The International Crisis Group, REPORT No. 44 / MIDDLE EAST & NORTH AFRICA, 2 AUGUST 2005
While the world focuses on Gaza, the future of Israeli-Palestinian relations in fact may be playing itself out away from the spotlight, in Jerusalem. With recent steps, Israel is attempting to solidify its hold over a wide area in and around the city, creating a far broader Jerusalem.
Executive Summary
While the world focuses on Gaza, the future of Israeli-Palestinian relations in fact may be playing itself out away from the spotlight, in Jerusalem. With recent steps, Israel is attempting to solidify its hold over a wide area in and around the city, creating a far broader Jerusalem. If the international community and specifically the U.S. are serious about preserving and promoting a viable two-state solution, they need to speak far more clearly and insistently to halt actions that directly and immediately jeopardise that goal. And if that solution is ever to be reached, they will need to be clear that changes that have occurred since Israelis and Palestinians last sat down to negotiate in 2000-2001 will have to be reversed.
Since the onset of the Arab-Israeli conflict, control over Jerusalem has fluctuated, as have the city’s contours. Speaking of the city today, one refers to substantial areas, some Jewish, others Arab, that were part of the West Bank and that no one would have recognised as Jerusalem prior to 1967. Stretching municipal boundaries, annexing Palestinian land and building new Jewish neighbourhoods/settlements, Israel gradually created a municipal area several times its earlier size. It also established new urban settlements outside the municipal boundary to surround the city, break contiguity between East Jerusalem and the West Bank, and strengthen links between these settlements, West Jerusalem and the rest of Israel.

> EXERCISE INSTRUCTIONS
[a] Answer these from the Jerusalem report:
(i) What report number and date does it carry?
(ii) In which years did Israelis and Palestinians last sit down to negotiate?
(iii) What three purposes does it give for the new urban settlements Israel established outside the municipal boundary?
[b] Carry on the report on Jerusalem from its last paragraph, keeping its analytical tone.

> INFORMATION SHOWN
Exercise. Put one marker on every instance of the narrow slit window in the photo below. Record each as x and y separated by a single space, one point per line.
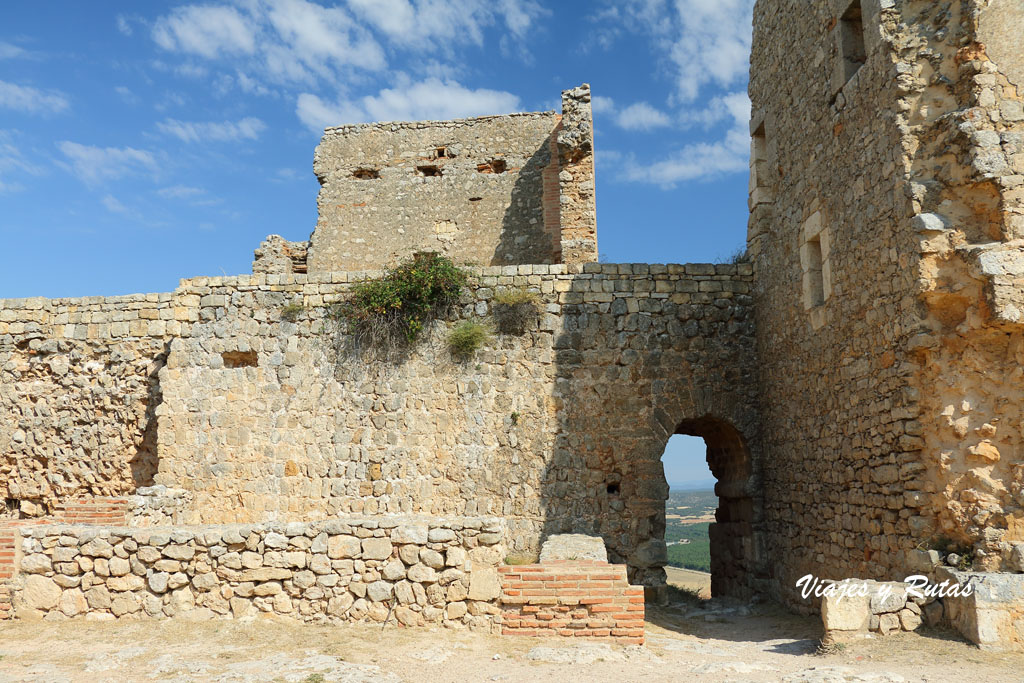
852 39
760 170
815 275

> ANSWERS IN ORDER
[a]
(i) Report No. 44, dated 2 August 2005.
(ii) 2000-2001.
(iii) To surround the city, to break contiguity between East Jerusalem and the West Bank, and to strengthen links between these settlements, West Jerusalem and the rest of Israel.

[b]
Settlement expansion has been pursued by Labour and Likud governments alike and has always been highly problematic and deemed unlawful by the international community. But Prime Minister Sharon appears to be implementing a more focused and systematic plan that, if carried out, risks choking off Arab East Jerusalem by further fragmenting it and surrounding it with Jewish neighbourhoods/settlements:
- The separation barrier, once completed, would create a broad Jerusalem area encompassing virtually all of municipal Jerusalem as expanded and annexed in 1967 as well as major settlements to its north, east, and south. This new “Jerusalem envelope”, as the area inside the barrier euphemistically has been called, incorporates large settlement blocks and buffer zones, encompasses over 4 per cent of the West Bank, absorbs many Palestinians outside of municipal Jerusalem and excludes over 50,000 within, often cutting Palestinians off from their agricultural land.
- Expansion of the large Ma’ale Adumim settlement to the east of Jerusalem and linking it to the city through the E1, a planned built-up urban land bridge, would go close to cutting the West Bank in two.
- New Jewish neighbourhoods/settlements at the perimeter of the municipal boundaries would create a Jewish belt around Arab East Jerusalem, cutting it off from the West Bank and constricting Palestinian growth within the city.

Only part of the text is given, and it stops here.